• **WRITTEN PROBLEM**
Can you reproduce, word for word, the stretch of items below from the line containing "region? man's face" through the line containing "[421,217,508,333]"?

• **EXERCISE DATA**
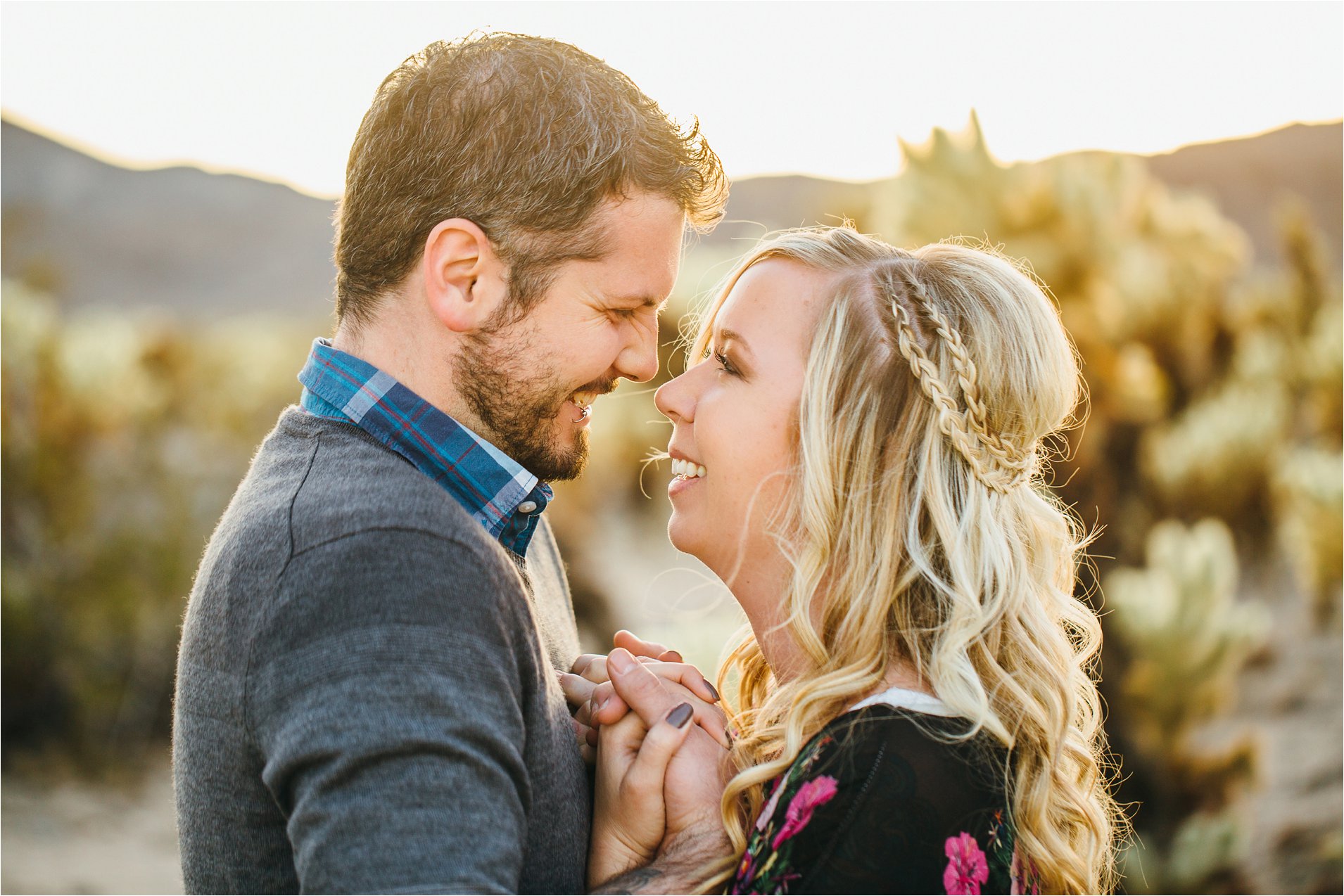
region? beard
==
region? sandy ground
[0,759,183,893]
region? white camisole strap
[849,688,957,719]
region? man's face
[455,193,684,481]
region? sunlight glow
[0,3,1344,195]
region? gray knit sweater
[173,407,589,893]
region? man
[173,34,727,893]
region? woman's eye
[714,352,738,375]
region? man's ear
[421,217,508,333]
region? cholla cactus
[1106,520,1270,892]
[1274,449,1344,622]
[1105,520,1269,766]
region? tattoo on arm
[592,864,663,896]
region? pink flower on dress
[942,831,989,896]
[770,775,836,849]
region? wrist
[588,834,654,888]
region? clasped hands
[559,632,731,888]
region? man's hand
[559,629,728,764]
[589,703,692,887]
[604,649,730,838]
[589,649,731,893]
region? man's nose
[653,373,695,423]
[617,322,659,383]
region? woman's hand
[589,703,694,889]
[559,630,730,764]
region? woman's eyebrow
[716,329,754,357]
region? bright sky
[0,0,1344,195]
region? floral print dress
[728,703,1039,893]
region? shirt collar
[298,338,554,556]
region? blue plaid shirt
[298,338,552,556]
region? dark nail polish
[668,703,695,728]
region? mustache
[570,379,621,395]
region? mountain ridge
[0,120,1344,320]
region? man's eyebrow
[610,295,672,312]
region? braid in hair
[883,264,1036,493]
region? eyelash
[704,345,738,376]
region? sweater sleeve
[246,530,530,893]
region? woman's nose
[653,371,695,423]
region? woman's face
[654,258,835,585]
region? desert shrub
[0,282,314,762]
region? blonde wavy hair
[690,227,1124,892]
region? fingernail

• **TASK RESPONSE**
region? man's face
[455,193,684,481]
region? sunlight glow
[0,3,1344,195]
region? gray knit sweater
[173,407,589,893]
region? man
[173,34,727,893]
region? woman's eye
[714,352,738,375]
region? man's ear
[421,217,508,333]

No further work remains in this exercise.